TEXT:

-- start --

Excuse Me, Where is Alberta’s Agricultural Plastic Recycling Program?

With incredible yields comes the incredible need for storage. Fortunately, plastics protect much of our agricultural commodities today, in North America — twine and net-wrap secure livestock forage and bags shelter grain and hay. But are we overvaluing these privileges? Are we willing to sacrifice the environment and our own health as balance to protecting the harvest?

On-farm burial is costly, unsightly and unsustainable.

On-farm burial is costly, unsightly and unsustainable.

The Problem

The estimated values for agricultural waste in Alberta are astonishing, with as much as 15,600 tonnes of plastic and paper waste being produced annually. Anywhere from 6,600 to 14,000 tonnes of that waste  is plastic, and much of it ends up in the burning barrel, blowing away, buried or trucked to a landfill. Rural recycling programs are nearly nonexistent, and those devoted to large-scale agriculture plastic are few.

According to a summary report on Alberta’s Agricultural Plastics Recycling Pilot Project,  though entrepreneurs have shown interest in agricultural plastics for recycling, covering costs and generating profit is extremely challenging. The process for recycling can also be quite challenging, as plastics of various resin types need to be separated, clean, dry, and, of course, readily transported.

While 334 municipal collection sites exist for tires in Alberta, 350 for electronics and 350 for paint (all of which have some sort of environmental/recycling fee), only a few municipalities are collecting agricultural plastics for recycling.

Potential Solutions

Why can’t I just burn it?
For one, burning agricultural plastics in
Canada is illegal. It’s also terrible for
environmental health and our own, resulting
in the release of heavy metals, dioxins and
furans.
Dioxins and furans bioaccumulate, are known
carcinogens and have demonstrated negative
affects on the immune, nervous, endocrine and
reproductive systems of humans.
A couple of days ago, I wrote a rather newsy bit about Saskatchewan’s Grain Bag and Twine Recycling Pilot Project continuing into 2014. It started with government funding in 2011 and has received additional funding since, with the province intending to have policy around agriculture plastic recycling complete by 2015.

-- end --

DATA EXCERPTS:
-- start --

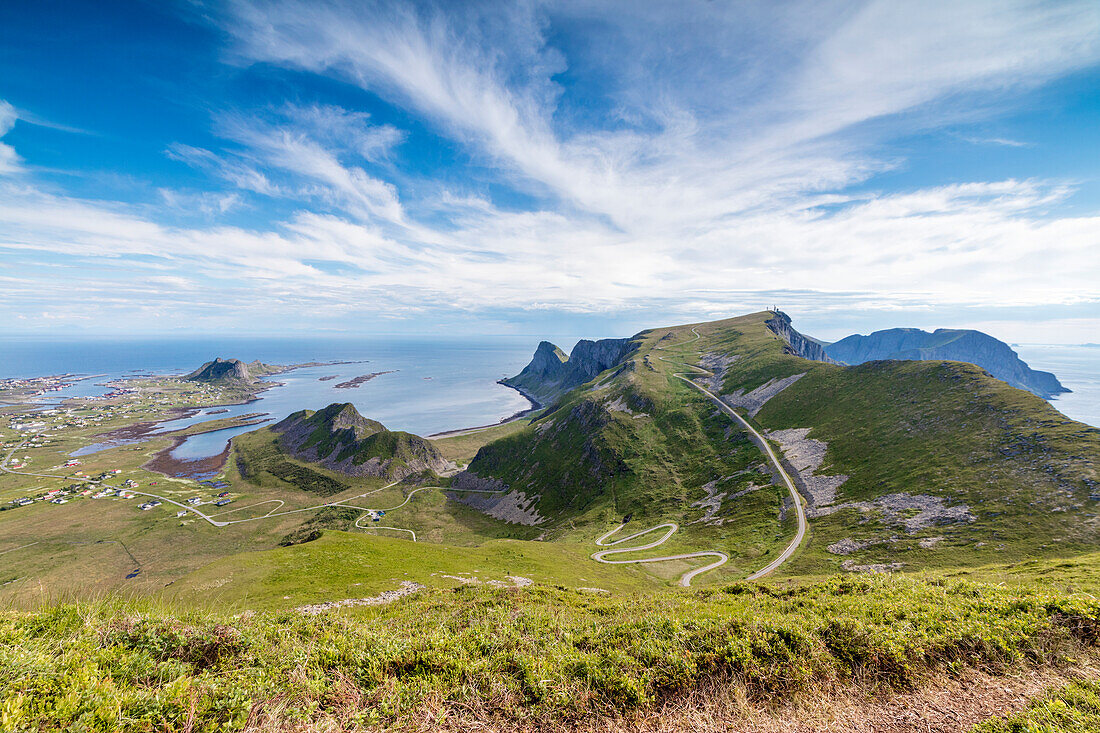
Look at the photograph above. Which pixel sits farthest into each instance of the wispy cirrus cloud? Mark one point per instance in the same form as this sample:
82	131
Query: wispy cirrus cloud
9	161
611	174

-- end --

REQUIRED ACTIONS:
(a) Copy the listing above word for word, leaving out the picture.
(b) Pick up the article on Alberta's agricultural plastic recycling after its final sentence and keep writing it.

PER-TASK OUTPUTS:
(a)
Look at the photograph above. Which pixel sits farthest into each instance of the wispy cirrus cloud? Mark one point per instance in the same form as this sample:
82	131
Query: wispy cirrus cloud
9	161
611	174

(b)
That article was actually what spurred on my interest in determining how Alberta could improve in recycling agricultural plastics (my corner of the world has very little experience with such endeavours). I called Christina Seidel, executive director of the Recycling Council of Alberta, who provided me with a basic understanding of the issue, its challenges and potential solutions.

Seidel explained that the markets for plastics are readily available but that they can’t or don’t pay enough to drive the system — the same issue that most recycling programs face, hence recycling/environmental fees. To drive recycling, Seidel argued, you need to drive supply.

Rolling a grain bag for recycling at Unity, SK.

Rolling a grain bag for recycling at Unity, SK. Photo Courtesy of Simply Ag Solutions Inc.

And that’s exactly what Saskatchewan has done by funding the pilot project administered by Simply Agriculture Solutions Inc., while Saskatchewan’s Ministry of Environment and CleanFARMS’ Saskatchewan Agricultural Stewardship Council (SASC) work on programming and policy around continued agricultural plastic recycling. In this case, a mandatory, minimum price increase for manufacturers will likely be set to help fund the program, which will probably mean a higher cost to farmers purchasing the products.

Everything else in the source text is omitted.